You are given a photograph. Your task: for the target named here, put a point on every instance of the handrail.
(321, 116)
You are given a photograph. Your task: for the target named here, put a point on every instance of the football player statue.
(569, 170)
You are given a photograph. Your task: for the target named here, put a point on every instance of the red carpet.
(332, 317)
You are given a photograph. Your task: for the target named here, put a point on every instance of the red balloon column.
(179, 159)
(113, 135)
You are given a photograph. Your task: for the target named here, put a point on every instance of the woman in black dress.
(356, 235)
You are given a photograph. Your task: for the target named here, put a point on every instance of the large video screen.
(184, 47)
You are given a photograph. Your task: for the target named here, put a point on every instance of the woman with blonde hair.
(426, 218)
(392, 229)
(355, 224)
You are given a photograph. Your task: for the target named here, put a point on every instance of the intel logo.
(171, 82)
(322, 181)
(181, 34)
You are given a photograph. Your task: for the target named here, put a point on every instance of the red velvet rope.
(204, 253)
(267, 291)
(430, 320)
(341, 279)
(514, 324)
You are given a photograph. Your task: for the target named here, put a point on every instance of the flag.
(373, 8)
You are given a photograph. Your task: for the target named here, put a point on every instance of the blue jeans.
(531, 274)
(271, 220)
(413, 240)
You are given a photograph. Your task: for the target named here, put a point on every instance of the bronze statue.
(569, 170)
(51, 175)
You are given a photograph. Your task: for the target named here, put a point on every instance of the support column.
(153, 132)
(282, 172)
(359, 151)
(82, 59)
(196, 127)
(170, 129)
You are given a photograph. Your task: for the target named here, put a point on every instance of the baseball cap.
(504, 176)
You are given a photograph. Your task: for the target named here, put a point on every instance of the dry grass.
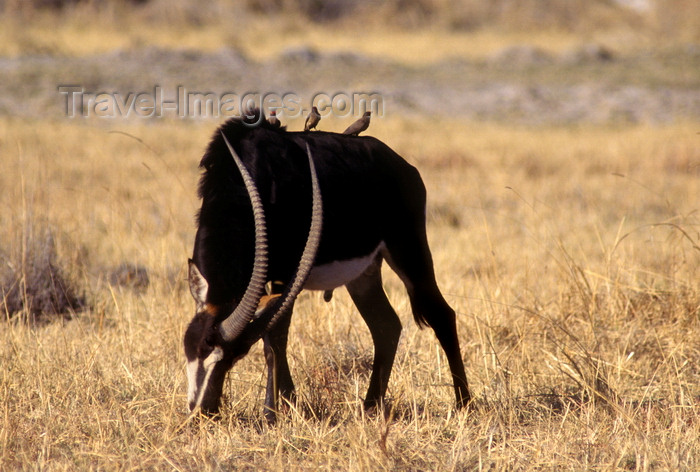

----------

[TO DO]: The records must be restated word for word, apart from any images.

[COMPLETED TASK]:
You are given a photograph. Your task: for the target named here, put a point on every instance of the handrail.
(321, 116)
You are given a photograph. Your task: for the target named here, put a point on every instance of the football player statue.
(569, 170)
You are given a photograph. Your task: for the target named here, put a point on every instance of the red carpet.
(332, 317)
You are given a photograph. Your task: for the target named here, put a point on every instance of the red balloon column.
(179, 159)
(113, 135)
You are given a photograph. Your task: for the target named here, put a point on every instance of the woman in black dress.
(356, 235)
You are given a photograph. Your task: for the target named here, put a point on every instance of the large video screen.
(184, 47)
You are given a photograph. Your task: for the target named here, put a point on every instance of the woman with blonde hair.
(426, 218)
(392, 229)
(355, 224)
You are given a photograph. Your task: for the target named here, put a point on every instance of the intel logo.
(171, 82)
(322, 181)
(181, 34)
You are given a photograph. Your task: for the target named here, put a point on every instance of the red velvet rope.
(204, 253)
(267, 291)
(430, 320)
(341, 279)
(514, 324)
You are given a photograph. Your task: for the target named here, put a point on every instance of the flag.
(373, 8)
You are given a photograph. Your task: for the target named here, put a point on every instance of the blue jeans.
(531, 274)
(271, 220)
(413, 240)
You are given a photograph. Your task: for the target named here, put a point on every instance of the bronze statue.
(569, 170)
(51, 175)
You are given a photograph. Your task: for the target named here, put a point on every instance of the support column.
(153, 132)
(282, 172)
(359, 151)
(82, 59)
(196, 127)
(170, 129)
You are given a photograph. Your task: for the target named here, put a point on every instance of the baseball cap.
(504, 176)
You are given a photograph. Your task: for the target named here, put a point on every instance of the dry grass.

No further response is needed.